Home Kesehatan Panen Dukungan, Ini 5 Alasan BPOM Tolak Vaksin Nusantara

Panen Dukungan, Ini 5 Alasan BPOM Tolak Vaksin Nusantara

Jakarta, gatra.net- Badan Pengawas Obat dan Makanan (BPOM) RI merupakan lembaga garda depan yang menjaga agar makanan dan obat bermanfaat dan tidak berbahaya bagi konsumen. Dalam menjalankan tugas tersebut, badan ini sering berbenturan dengan pihak lain yang disokong kekuatan tertentu, seperti para pemilik kewenangan. Seperti kemelut Vaksin Nusantara yang membuat BPOM harus berhadapan dengan Komisi IX DPR.

Namun, BPOM bergeming. Istikhomah dengan tugasnya menjaga keselamatan masyarakat. Dan langkah BPOM ini mendapat dukungan kuat dari 105 tokoh masyarakat, seperti Gus Mus, mantan Wapres Boediono, dan lain-lain. BPOM memilih menjelaskan secara gamblang latar belakang keputusan menolak memberikan izin edar Vaksin Nusantara. Berikut 5 alasan BPOM menolak Vaksin Nusantara:

1. Tidak ada Uji Praklinis.

Butir tugas – Lanjutkan artikel tentang alasan BPOM menolak Vaksin Nusantara, dimulai setelah kalimat terakhir yang tercantum.

Data yang disediakan –
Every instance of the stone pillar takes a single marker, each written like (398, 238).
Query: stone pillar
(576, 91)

Ruang jawaban –
Tim vaksin nusantara mengajukan protokol untuk uji klinis fase satu, dua, dan tiga pada 23 November 2020. Padahal untuk uji klinis vaksin dendritik harus dilaksanakan mulai fase satu terlebih dahulu sebelum fase dua dan tiga. Tidak bisa berbarengan.

Pihak peneliti Vaksin Nusantara megajukan uji klinis fase satu pada 30 November 2020. Namun, pengajuan uji klinis itu tidak disertai dengan data pengujian praklinis.

2. Peneliti tidak memenuhi Permintaan BPOM.

BPOM minta tim Vaksin Nusantara untuk menyerahkan laporan studi toksisitas, imunogenisitas, penggunaan adjuvan, dan studi lain yang mendukung pemilihan dosis dan rute pemberian. Karena produk jadi mengandung Spike SARS-CoV-2 yang diperoleh terpisah dari sel dendritik.

Permintaan tersebut tidak dipenuhi peneliti tim Vaksin Nusantara dan sponsornya. Alasannya penggunaan sel dendritik sudah lama digunakan dan aman pada manusia, bersifat autologous dan tidak menggunakan zat tambahan lain. Dosis dan toksisitas merujuk pada hasil uji klinis untuk indikasi lain. Hal tersebut tidak sesuai karena sel dendritik yang selama ini digunakan adalah untuk terapi kanker, bukan buat vaksin atau pencegahan penyakit.

3. Peneliti tidak memenuhi syarat-syarat BPOM.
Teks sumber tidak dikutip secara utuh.